→ **Given request**: Locate the line containing "red panel and record the coordinates.", then please write out that line and all the lines below it in the entries exactly.

→ **Supplied data**:
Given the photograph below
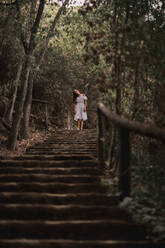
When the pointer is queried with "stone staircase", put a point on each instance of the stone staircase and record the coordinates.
(51, 197)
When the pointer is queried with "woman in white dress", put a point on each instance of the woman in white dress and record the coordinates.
(80, 108)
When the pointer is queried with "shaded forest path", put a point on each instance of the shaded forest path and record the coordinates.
(52, 197)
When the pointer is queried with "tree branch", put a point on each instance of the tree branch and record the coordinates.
(36, 25)
(50, 33)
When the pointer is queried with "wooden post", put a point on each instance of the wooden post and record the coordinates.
(100, 148)
(46, 115)
(124, 170)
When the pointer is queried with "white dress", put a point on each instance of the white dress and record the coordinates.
(80, 114)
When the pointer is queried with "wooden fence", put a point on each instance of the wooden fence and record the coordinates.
(125, 127)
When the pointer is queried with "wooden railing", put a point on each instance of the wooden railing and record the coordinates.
(125, 127)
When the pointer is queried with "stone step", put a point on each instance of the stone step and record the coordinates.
(63, 243)
(17, 162)
(77, 230)
(52, 187)
(58, 199)
(61, 152)
(48, 178)
(57, 157)
(49, 170)
(51, 212)
(61, 141)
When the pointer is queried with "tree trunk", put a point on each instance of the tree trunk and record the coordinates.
(29, 46)
(9, 114)
(12, 141)
(27, 108)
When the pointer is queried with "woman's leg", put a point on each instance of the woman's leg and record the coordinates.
(82, 123)
(78, 124)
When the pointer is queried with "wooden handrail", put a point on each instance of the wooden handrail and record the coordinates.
(134, 126)
(125, 126)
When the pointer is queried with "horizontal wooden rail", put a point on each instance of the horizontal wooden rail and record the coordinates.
(134, 126)
(125, 126)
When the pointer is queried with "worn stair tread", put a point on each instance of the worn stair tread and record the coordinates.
(44, 162)
(41, 177)
(58, 170)
(63, 243)
(86, 198)
(52, 187)
(73, 229)
(62, 212)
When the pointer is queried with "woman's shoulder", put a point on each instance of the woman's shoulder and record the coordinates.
(85, 97)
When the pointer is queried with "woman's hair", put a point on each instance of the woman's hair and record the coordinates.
(75, 95)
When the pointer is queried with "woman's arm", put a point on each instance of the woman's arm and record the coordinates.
(85, 105)
(74, 108)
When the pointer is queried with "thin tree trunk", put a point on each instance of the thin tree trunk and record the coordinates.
(12, 141)
(27, 108)
(9, 114)
(29, 47)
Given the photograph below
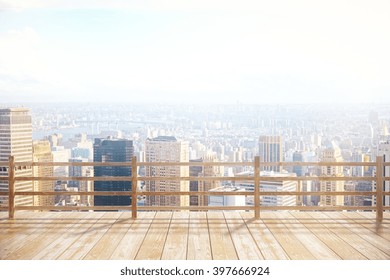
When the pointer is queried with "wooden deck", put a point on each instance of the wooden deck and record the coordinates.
(194, 236)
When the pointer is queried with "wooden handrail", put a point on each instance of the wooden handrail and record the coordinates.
(379, 179)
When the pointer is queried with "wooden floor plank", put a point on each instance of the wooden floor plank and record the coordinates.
(91, 234)
(334, 242)
(378, 228)
(177, 240)
(245, 245)
(128, 247)
(376, 240)
(111, 238)
(13, 233)
(269, 246)
(66, 237)
(154, 242)
(198, 237)
(286, 238)
(193, 235)
(222, 246)
(318, 248)
(360, 244)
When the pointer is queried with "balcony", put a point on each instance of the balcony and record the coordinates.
(196, 233)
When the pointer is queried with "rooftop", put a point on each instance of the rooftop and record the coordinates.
(194, 236)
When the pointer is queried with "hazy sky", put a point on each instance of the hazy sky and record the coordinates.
(297, 51)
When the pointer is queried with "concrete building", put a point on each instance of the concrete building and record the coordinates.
(204, 171)
(277, 185)
(332, 154)
(16, 140)
(112, 150)
(384, 150)
(167, 149)
(226, 200)
(271, 150)
(82, 186)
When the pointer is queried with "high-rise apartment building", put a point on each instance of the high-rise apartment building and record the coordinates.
(204, 171)
(279, 185)
(81, 186)
(16, 140)
(42, 153)
(167, 149)
(332, 154)
(112, 150)
(271, 150)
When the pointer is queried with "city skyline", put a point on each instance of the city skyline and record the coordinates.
(195, 52)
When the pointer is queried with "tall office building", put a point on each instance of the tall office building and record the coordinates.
(42, 153)
(277, 185)
(16, 140)
(204, 171)
(81, 186)
(271, 150)
(332, 154)
(167, 149)
(112, 150)
(384, 150)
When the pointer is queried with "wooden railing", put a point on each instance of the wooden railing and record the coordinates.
(256, 178)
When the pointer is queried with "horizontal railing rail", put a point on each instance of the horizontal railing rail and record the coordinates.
(255, 178)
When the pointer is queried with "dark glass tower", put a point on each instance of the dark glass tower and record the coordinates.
(112, 150)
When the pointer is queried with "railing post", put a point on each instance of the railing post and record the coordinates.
(134, 183)
(379, 188)
(11, 187)
(257, 187)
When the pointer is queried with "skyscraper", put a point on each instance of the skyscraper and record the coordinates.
(271, 150)
(42, 153)
(81, 186)
(384, 150)
(112, 150)
(16, 140)
(204, 171)
(167, 149)
(332, 154)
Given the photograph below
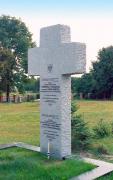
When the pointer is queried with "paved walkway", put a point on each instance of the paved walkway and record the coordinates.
(102, 167)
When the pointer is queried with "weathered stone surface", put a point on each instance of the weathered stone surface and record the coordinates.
(55, 60)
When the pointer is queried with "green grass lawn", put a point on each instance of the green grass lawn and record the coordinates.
(20, 122)
(19, 164)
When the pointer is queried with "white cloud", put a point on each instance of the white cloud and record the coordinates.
(95, 32)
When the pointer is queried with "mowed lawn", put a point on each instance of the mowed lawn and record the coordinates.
(21, 164)
(20, 122)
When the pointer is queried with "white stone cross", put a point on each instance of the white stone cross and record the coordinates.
(55, 60)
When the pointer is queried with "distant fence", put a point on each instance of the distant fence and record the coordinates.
(19, 98)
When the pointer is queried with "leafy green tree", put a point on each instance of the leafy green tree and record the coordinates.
(103, 73)
(7, 71)
(15, 36)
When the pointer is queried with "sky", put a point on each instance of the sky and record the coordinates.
(91, 21)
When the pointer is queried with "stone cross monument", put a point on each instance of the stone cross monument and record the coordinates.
(54, 61)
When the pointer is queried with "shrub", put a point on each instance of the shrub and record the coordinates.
(81, 136)
(102, 129)
(101, 149)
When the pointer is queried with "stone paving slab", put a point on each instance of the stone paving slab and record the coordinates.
(4, 146)
(102, 169)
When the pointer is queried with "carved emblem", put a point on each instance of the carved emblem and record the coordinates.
(50, 67)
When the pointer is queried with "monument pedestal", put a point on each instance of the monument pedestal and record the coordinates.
(55, 60)
(55, 101)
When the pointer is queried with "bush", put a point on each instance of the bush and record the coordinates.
(102, 129)
(81, 136)
(101, 149)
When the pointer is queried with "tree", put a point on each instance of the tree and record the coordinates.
(7, 71)
(103, 73)
(15, 36)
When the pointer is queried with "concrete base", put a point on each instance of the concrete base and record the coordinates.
(102, 169)
(21, 145)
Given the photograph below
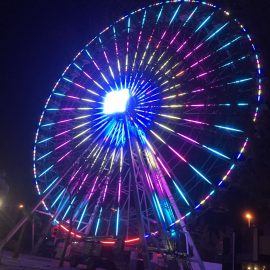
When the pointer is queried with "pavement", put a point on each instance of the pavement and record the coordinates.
(29, 262)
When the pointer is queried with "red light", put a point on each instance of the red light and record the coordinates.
(132, 240)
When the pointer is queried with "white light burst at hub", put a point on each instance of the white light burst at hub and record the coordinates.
(116, 101)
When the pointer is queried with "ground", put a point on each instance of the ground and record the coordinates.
(29, 262)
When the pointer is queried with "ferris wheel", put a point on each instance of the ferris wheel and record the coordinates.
(148, 120)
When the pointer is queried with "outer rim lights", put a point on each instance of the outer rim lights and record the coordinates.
(116, 101)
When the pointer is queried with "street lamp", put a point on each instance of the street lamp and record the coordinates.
(249, 217)
(20, 206)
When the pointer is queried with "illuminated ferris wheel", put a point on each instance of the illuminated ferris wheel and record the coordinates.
(148, 121)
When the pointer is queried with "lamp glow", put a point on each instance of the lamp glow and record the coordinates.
(116, 101)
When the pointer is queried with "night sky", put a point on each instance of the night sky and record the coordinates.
(40, 38)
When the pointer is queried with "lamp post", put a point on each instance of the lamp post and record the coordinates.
(249, 217)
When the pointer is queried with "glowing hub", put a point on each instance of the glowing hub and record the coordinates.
(116, 101)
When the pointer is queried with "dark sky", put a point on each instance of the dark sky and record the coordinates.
(40, 38)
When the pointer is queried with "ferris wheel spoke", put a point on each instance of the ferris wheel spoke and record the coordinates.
(89, 77)
(144, 53)
(182, 158)
(137, 47)
(193, 141)
(79, 86)
(105, 79)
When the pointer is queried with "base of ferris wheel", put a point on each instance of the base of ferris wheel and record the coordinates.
(158, 251)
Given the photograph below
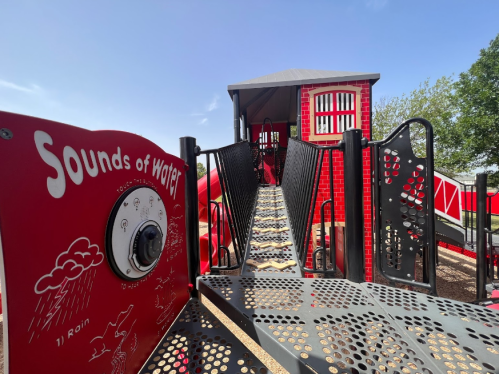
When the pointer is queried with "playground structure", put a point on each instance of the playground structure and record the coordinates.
(111, 280)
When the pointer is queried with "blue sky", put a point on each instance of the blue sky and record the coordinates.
(160, 68)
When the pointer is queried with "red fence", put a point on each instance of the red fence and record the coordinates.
(468, 201)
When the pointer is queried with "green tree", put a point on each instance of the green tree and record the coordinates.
(477, 95)
(435, 103)
(201, 170)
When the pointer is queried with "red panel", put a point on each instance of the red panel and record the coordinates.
(448, 198)
(469, 199)
(66, 310)
(340, 248)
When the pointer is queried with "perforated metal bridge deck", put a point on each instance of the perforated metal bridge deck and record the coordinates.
(198, 343)
(270, 237)
(336, 326)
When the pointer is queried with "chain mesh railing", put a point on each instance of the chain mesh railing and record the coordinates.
(300, 186)
(238, 187)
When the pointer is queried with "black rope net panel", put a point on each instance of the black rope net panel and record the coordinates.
(297, 187)
(404, 206)
(236, 172)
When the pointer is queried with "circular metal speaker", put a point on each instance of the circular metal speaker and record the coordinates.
(136, 233)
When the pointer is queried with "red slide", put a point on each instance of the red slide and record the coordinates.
(215, 192)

→ **Response**:
When the pointer is queried with "red panel", put a point on each instance of the red panel and record the coordinates.
(448, 198)
(469, 199)
(66, 310)
(340, 248)
When the pointer is queried with "perforated metal bridge deck", put a point on each instance of the perforated metal bridge deck and record the coordinates.
(198, 343)
(270, 237)
(336, 326)
When the pointer is queried with "chain mesh railing", put a point on each instance of the chain mesh railing and record the coordinates.
(300, 186)
(238, 187)
When the pointer is queried with "black rope net panel", put a point on each instance of the black rope net panel and record the coordinates.
(297, 187)
(404, 206)
(236, 172)
When the pointer is queried with "circular metal speaker", put a point on each instance of the circular metal speaker and record the coordinates.
(136, 233)
When the pointer is queried with "red slide", put a point on each instance of the red slide and record the coordinates.
(215, 192)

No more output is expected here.